# How to complete this task
Below is a listing. Write out exactly its lines between the one holding "Target: residential building" and the one holding "[pin] white car", inclusive.

# Input data
= = = =
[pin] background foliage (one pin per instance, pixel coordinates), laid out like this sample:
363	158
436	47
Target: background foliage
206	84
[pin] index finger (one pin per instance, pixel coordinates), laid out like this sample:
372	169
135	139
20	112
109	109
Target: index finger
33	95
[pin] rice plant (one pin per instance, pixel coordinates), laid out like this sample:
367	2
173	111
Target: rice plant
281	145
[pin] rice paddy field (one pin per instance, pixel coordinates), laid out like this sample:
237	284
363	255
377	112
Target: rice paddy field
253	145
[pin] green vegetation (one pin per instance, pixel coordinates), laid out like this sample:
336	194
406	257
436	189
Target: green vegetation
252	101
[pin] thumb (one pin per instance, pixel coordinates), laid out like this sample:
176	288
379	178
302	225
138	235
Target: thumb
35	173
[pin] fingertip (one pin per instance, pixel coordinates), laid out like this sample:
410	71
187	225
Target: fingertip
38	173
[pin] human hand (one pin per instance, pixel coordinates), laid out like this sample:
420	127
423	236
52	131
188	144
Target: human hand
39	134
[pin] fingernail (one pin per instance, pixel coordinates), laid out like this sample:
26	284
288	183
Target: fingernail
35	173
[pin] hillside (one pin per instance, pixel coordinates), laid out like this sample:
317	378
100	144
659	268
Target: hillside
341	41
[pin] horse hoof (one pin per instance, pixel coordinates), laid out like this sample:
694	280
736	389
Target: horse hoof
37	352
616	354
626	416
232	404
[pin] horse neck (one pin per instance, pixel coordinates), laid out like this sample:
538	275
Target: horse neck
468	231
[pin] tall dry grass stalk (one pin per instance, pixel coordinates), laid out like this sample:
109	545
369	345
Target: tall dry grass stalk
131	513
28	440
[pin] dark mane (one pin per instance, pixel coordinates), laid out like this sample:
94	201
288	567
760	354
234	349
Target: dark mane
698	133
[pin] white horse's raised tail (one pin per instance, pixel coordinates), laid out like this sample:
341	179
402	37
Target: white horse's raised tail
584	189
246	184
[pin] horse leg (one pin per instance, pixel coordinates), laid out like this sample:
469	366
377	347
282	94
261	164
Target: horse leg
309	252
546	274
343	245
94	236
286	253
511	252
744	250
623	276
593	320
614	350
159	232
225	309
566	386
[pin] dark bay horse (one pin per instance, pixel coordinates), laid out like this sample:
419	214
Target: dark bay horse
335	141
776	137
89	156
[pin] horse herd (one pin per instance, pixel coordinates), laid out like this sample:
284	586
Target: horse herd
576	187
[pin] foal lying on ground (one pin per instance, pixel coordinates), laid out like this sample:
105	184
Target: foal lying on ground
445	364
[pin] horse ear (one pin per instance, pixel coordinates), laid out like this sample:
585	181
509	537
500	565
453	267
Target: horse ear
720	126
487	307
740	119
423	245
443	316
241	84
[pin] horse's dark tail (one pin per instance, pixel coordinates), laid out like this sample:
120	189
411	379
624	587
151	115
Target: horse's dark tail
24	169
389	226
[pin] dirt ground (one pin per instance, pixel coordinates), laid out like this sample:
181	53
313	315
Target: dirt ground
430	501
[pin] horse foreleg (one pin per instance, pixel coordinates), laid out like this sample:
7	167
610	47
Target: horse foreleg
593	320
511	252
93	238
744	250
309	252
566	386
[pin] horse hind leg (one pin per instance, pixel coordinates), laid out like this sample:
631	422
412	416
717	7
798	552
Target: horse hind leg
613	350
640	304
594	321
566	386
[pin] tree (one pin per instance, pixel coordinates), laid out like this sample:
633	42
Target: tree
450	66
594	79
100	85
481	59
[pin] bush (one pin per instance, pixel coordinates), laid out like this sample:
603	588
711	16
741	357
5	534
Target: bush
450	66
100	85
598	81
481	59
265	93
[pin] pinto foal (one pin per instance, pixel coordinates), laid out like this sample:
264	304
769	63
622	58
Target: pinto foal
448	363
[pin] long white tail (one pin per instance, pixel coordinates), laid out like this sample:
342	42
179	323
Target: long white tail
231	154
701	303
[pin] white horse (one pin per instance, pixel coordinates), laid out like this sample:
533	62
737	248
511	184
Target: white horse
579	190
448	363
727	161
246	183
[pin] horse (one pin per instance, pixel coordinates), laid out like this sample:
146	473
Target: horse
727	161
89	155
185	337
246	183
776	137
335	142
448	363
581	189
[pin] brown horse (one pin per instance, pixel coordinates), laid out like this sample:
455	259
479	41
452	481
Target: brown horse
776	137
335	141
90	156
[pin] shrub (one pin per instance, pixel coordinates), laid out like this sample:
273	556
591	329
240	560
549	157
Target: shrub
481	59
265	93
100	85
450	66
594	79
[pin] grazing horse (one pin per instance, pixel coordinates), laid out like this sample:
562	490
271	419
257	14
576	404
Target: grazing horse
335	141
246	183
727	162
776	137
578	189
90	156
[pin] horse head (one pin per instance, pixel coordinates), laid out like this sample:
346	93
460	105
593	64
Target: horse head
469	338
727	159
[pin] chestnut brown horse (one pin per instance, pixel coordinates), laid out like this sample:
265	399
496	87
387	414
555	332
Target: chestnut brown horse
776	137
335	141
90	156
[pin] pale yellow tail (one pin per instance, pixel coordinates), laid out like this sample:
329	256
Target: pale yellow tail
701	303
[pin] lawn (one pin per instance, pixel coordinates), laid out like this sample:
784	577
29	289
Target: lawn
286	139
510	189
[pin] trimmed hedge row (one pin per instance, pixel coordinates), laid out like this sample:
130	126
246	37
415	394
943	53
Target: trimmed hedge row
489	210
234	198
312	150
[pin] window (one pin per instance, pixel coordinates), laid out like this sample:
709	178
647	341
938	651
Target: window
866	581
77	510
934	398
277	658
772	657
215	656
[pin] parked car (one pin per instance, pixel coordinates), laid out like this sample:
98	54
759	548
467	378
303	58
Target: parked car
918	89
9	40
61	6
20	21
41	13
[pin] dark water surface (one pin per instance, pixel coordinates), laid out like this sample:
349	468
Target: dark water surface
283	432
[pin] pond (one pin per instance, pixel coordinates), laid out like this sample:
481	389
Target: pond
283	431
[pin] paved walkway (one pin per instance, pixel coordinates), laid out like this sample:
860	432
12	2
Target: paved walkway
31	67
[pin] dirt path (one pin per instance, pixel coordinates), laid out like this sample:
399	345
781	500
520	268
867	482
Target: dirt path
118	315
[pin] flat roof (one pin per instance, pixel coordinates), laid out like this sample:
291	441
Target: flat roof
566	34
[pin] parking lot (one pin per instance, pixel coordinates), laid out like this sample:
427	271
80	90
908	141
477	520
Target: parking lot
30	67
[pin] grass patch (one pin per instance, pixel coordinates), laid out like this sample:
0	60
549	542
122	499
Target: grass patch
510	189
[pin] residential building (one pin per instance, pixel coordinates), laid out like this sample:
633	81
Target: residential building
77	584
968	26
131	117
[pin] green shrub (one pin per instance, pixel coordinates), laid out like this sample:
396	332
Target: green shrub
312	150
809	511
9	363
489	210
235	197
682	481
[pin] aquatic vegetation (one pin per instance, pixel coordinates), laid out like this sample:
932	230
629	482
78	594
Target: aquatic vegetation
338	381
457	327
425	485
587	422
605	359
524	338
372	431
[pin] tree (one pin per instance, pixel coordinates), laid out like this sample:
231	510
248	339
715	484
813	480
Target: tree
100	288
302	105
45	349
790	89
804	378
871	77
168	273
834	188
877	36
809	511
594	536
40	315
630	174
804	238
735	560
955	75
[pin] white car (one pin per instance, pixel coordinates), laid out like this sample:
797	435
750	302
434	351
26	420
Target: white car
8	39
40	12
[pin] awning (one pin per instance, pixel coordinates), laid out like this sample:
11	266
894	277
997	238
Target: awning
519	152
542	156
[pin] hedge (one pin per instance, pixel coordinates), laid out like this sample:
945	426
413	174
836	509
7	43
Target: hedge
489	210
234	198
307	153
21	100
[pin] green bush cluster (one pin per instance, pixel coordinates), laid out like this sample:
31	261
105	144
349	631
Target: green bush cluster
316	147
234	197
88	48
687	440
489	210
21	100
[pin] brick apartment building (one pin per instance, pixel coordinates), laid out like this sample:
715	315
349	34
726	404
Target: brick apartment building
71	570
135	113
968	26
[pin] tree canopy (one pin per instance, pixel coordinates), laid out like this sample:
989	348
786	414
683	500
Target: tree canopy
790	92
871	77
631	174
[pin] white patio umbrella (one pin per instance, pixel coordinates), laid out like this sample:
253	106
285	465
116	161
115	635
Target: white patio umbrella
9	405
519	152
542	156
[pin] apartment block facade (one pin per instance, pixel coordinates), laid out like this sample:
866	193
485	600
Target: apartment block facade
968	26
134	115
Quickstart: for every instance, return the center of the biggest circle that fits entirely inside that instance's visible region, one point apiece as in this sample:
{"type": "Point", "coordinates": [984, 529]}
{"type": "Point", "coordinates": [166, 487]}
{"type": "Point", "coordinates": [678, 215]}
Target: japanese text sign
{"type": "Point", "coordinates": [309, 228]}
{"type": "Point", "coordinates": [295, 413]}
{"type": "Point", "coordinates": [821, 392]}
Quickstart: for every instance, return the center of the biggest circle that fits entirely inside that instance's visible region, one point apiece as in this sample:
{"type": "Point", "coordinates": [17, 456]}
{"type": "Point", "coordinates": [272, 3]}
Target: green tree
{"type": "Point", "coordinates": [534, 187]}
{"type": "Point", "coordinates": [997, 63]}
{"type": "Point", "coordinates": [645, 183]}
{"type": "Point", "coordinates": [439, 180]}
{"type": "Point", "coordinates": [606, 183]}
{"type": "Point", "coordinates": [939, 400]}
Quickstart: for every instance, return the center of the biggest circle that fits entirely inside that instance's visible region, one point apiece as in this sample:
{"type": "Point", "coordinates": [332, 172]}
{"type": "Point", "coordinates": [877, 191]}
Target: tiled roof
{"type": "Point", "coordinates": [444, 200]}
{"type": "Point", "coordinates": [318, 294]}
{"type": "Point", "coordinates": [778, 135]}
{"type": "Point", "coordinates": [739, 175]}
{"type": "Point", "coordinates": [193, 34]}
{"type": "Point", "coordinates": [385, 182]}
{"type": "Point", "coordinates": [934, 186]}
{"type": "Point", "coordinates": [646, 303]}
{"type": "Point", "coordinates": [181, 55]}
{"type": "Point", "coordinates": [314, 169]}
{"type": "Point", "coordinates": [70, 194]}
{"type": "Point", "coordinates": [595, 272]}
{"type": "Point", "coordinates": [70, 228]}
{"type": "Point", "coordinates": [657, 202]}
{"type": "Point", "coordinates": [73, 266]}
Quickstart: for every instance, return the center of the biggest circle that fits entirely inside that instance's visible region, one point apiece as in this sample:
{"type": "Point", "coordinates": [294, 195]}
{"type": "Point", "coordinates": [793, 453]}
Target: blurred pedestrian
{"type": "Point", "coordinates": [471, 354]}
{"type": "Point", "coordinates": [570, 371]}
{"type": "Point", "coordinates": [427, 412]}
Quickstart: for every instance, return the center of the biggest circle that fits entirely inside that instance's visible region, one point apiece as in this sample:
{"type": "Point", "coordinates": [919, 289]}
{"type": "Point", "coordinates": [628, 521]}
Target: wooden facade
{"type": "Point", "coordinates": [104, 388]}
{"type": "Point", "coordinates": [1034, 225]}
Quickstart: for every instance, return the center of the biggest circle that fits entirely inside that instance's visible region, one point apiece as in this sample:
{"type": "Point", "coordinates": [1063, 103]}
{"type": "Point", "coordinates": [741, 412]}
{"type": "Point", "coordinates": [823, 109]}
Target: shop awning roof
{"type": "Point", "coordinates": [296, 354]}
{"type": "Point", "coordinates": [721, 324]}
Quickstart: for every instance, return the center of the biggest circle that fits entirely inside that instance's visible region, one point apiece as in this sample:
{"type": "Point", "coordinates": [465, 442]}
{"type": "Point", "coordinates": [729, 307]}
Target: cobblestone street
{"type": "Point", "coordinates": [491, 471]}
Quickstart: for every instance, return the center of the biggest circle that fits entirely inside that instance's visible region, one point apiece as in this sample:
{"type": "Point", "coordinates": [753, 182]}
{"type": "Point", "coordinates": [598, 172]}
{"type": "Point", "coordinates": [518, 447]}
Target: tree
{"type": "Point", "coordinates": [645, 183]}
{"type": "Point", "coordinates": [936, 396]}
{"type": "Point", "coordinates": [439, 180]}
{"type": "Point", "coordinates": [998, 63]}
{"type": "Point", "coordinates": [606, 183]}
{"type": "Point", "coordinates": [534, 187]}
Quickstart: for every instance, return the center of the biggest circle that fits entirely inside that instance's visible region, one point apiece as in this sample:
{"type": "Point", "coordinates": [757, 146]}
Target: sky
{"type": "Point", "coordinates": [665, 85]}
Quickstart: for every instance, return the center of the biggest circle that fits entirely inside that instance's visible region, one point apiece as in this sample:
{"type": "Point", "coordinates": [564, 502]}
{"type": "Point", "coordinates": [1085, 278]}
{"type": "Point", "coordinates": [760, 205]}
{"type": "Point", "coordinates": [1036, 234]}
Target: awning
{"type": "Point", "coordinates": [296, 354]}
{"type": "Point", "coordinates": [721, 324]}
= = = =
# Response to the exercise
Target: residential building
77	584
968	26
131	117
[pin] green shrub (one pin per instance, pixel coordinates), laid out like this sample:
396	332
Target: green shrub
312	150
809	511
9	363
489	210
235	197
682	481
[pin] aquatic vegetation (one pin per instance, pixel coordinates), laid out like this sample:
932	230
629	482
78	594
Target: aquatic vegetation
338	381
457	327
425	485
587	422
605	359
524	338
372	431
[pin] tree (one pin per instance, pixel coordinates), laid out like this sample:
231	510
248	339
715	484
813	480
Target: tree
100	288
302	105
45	349
790	89
804	378
871	77
168	273
834	188
877	36
809	511
594	536
40	315
630	174
804	238
735	560
955	75
[pin] white car (one pin per instance, pixel coordinates), laid out like this sample:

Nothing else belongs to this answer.